[WHAT IS BEING ASKED] Would you extract the whole listing below and retype it exactly?

[RECORDS SHOWN]
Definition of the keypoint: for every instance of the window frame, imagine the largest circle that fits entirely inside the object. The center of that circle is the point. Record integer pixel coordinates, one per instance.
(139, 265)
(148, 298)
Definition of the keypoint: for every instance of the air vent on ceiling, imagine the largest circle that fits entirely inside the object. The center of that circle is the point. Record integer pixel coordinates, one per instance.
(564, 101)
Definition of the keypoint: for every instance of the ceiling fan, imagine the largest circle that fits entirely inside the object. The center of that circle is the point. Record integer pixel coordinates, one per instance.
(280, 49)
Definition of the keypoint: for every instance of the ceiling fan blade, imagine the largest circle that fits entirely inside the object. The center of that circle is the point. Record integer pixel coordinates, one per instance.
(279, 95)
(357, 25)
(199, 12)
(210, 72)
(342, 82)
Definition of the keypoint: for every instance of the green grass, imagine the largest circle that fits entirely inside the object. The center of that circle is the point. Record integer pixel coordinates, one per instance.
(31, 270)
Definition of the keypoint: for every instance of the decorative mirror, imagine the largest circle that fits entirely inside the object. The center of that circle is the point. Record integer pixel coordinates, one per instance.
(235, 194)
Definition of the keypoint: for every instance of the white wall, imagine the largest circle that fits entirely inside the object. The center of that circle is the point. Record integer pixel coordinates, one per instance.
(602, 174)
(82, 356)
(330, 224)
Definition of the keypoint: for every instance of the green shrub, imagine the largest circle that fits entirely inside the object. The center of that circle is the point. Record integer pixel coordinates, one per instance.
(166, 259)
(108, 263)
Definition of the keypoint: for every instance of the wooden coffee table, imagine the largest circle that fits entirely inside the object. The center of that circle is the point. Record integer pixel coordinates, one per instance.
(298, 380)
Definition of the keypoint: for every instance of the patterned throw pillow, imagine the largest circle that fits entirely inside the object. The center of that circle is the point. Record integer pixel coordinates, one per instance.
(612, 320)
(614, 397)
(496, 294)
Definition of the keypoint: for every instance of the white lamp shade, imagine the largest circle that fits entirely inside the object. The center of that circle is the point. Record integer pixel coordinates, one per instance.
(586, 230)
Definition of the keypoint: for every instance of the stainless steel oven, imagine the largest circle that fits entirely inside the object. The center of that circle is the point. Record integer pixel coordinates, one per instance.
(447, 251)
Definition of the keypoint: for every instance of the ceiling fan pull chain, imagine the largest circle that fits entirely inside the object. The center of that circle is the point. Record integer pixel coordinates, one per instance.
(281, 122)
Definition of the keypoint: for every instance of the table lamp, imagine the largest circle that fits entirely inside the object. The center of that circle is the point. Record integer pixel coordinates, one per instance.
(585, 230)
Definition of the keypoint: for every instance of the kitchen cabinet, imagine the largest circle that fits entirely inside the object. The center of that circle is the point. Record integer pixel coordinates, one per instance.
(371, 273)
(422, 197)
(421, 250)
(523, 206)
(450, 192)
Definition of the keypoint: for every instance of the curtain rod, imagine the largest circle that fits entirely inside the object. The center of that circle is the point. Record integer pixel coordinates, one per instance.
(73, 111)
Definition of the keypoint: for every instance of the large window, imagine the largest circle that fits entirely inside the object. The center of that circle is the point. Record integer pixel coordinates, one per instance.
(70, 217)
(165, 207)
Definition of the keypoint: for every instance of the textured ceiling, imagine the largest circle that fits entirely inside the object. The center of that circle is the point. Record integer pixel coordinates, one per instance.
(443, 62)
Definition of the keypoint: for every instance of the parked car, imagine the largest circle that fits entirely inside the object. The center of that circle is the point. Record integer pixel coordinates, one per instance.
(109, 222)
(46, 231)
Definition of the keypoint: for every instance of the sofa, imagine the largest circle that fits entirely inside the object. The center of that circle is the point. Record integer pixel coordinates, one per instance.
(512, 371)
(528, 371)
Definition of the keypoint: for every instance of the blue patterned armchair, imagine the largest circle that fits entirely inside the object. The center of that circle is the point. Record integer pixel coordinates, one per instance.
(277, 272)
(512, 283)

[REPLY]
Definition of the keypoint: for every instance of the window frame, imagine the largest circle that fits entirely inside the object. The center of that circle is the point. Record integer pixel coordinates, one per instance.
(139, 265)
(148, 298)
Definition of the keypoint: for every instance of the air vent on ceiling, imagine the largest circle that fits entirely inside the object. The center of that circle is the point. Record integer pixel coordinates, one per instance.
(564, 101)
Definition of the keypoint: for every instance of the ceiling fan, imagine the largest circle that fits entirely inside the object. The center of that circle is the point. Record integer pixel coordinates, one per instance.
(280, 49)
Definition of the keypoint: for every instance of the ceiling fan blade, imagine the largest circle that fits entirely inside the object. The center of that circle is the point. Record integer pixel coordinates, one per instance.
(279, 95)
(357, 25)
(199, 12)
(210, 72)
(342, 82)
Definition of the keypoint: for every instance of the green grass, imagine the largest circle that fits entirely inside the object. The center of that circle is the point. Record integer pixel coordinates, one per instance.
(31, 270)
Definition of the keypoint: for every instance of the decorative mirror, imagine the largest circle that fits entirely inside the object. The center of that circle is the point. Record integer pixel coordinates, one per instance.
(235, 194)
Definition of the keypoint: for every instance of the white wall, imagine the largest circle that fits entirely inside the object. The center of that circle is the point. Record integer pixel coordinates, one per instance.
(602, 174)
(82, 356)
(330, 224)
Definition of the keypoint: for every instance of the green shrub, imagine the largest circle that fits entirely inside the object. The center of that circle is the point. Record integer pixel coordinates, one per instance.
(166, 259)
(108, 263)
Definition of the keypoint: for every instance of the wooden coffee table, imagine the largest circle that fits entirely inside the object. The center of that circle is the point. Record integer pixel coordinates, one per instance.
(298, 380)
Definition of the keypoint: for every instance of the patterned throw pillow, imagine the largest circle that fits entirely inside the object. The center of that circle is the point. Record integer pixel coordinates, one per instance.
(612, 320)
(614, 397)
(496, 294)
Definition of the keypoint: for every instance of the white lamp shade, imagine the largest circle that fits entirely inside the object. The center of that circle is the point. Record integer pixel coordinates, one per instance.
(586, 230)
Definition of the keypoint: for every instance of the stainless steel oven, imagine the largest circle that fits entirely inside the object. The center of that circle is the point. Record integer pixel coordinates, one per instance.
(447, 251)
Definition of the keypoint: for every instance of the ceiling fan pull chain, imagine the largest circle that fits entirely inside the object. The center of that circle is the point. Record integer pixel coordinates, one per instance.
(281, 122)
Definition of the keypoint: for every instance of the table lamp, imagine the largest circle that fits entirely inside the object. The center of that circle is the point. Record integer pixel coordinates, one per instance.
(585, 230)
Definition of the keypoint: for every instance of the kitchen cabinet, imagine the largest circle that fits entirely inside the object. The center of that circle is the point. Record integer pixel coordinates, one per instance.
(371, 273)
(422, 197)
(421, 250)
(523, 206)
(450, 192)
Definition of the keypoint: for every instance of the curtain rod, imagine the largest circle that fits entirely inside the object. The center of that circle is the point. Record integer pixel coordinates, one per instance.
(73, 111)
Definition of the keypoint: for every instance of the large window, imagine the largest circle that fits entirely inside the object. The center of that circle is the point. Record integer pixel coordinates, one per instance.
(70, 217)
(165, 207)
Definition of the keypoint: for every instance of the textured ceiling, imagine the largest circle that fits entirely inside the object. The center of that circle is the point. Record integer pixel coordinates, one per instance.
(443, 62)
Definition of the keypoint: for every instance of the parked car, imagine the largest circle that fits entirely inside the object. The center of that circle is the point. Record integer pixel coordinates, one per instance.
(109, 222)
(46, 231)
Definition of the keypoint: for every instance of the sofa, imagine the largest circle that fits entirely inside the object. The center of that circle is the point. Record integer pixel coordinates, one per instance.
(512, 371)
(528, 371)
Definition of the keypoint: for every instance of the blue patterned armchair, imagine the largest circle that fits entirely inside the object. The center of that circle is the point. Record integer pixel coordinates, one per instance.
(277, 272)
(512, 283)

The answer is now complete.